== WORK TO COMPLETE ==
Can you format each line of the listing below as a row in a Markdown table, with the row number under "No." and the line itself under "Line", leaving out any blank lines?

[Pointing records]
<<<<

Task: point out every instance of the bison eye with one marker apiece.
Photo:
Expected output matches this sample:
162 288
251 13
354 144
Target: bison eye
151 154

>>>>

== TASK RESPONSE ==
| No. | Line |
|---|---|
| 1 | Task: point out every instance of the bison eye with one marker apiece. |
| 2 | Photo: |
| 3 | Expected output matches this sample: |
| 4 | 162 288 |
| 5 | 251 13 |
| 6 | 354 144 |
| 7 | Target: bison eye |
| 8 | 151 154 |